> _EXTRACT_:
# # # #

Particular care is required when engaging in outdoor activities in the Italian mountains. Skiing, snowboarding, tobogganing and snow shoeing are all popular throughout Italy, but especially in the Alps. On-piste sports are very safe and serious injuries are rare but the same cannot be said for activities undertaken remotely from commercially managed winter sports sites. Individual accidents have many causes (eg slips, falls and collisions) but usually involve no more than a couple of individuals. Avalanches, however, can pose a wider threat to groups of significant size.
Legislative Decree No 40
Avalanches are rare in the Tosco-Emiliano Apennines and in the past outdoor enthusiasts have not been required to equip themselves with avalanche related safety equipment. That changed when, from 1st January 2022, Legislative Decree No. 40, Article 26, Paragraph 2, came into effect. The Decree demands that:
“Those who practise ski-mountaineering or off-piste skiing or hiking activities (including snow-shoeing) in certain snow-covered environments where under the prevailing weather conditions there are risks of avalanches, must be equipped with a special electronic signaling and search system, a shovel and a snow probe, to ensure appropriate rescue intervention.”

# # # #

[A block of data]
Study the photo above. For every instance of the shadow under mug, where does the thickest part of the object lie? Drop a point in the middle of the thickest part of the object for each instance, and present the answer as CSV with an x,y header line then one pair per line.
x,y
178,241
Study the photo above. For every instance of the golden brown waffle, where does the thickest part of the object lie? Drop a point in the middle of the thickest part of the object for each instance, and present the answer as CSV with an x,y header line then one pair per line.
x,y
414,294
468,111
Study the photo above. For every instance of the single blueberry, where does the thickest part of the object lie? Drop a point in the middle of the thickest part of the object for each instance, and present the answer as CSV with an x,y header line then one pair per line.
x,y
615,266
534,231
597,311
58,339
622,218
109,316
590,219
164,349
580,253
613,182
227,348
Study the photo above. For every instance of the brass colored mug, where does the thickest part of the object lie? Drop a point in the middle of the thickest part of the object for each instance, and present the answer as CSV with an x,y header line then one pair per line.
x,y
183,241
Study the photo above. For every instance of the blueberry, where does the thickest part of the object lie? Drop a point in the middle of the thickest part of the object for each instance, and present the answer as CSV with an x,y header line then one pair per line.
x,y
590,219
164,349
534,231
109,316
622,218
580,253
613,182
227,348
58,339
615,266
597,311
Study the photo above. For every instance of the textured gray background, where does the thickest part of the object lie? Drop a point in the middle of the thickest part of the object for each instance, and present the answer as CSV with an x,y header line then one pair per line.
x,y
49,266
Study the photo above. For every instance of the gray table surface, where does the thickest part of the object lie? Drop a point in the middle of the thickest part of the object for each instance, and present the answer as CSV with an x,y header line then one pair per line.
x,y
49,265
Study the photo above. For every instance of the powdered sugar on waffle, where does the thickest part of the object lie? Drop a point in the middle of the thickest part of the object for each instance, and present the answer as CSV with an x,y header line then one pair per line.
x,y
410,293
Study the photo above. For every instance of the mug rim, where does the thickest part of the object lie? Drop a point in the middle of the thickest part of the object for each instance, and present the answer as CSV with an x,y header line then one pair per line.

# # # #

> _WHAT TO PRODUCE_: Transcribe the passage on avalanche safety in the Italian mountains from "Particular care is" to "of significant size.".

> _WRITTEN SOLUTION_:
Particular care is required when engaging in outdoor activities in the Italian mountains. Skiing, snowboarding, tobogganing and snow shoeing are all popular throughout Italy, but especially in the Alps. On-piste sports are very safe and serious injuries are rare but the same cannot be said for activities undertaken remotely from commercially managed winter sports sites. Individual accidents have many causes (eg slips, falls and collisions) but usually involve no more than a couple of individuals. Avalanches, however, can pose a wider threat to groups of significant size.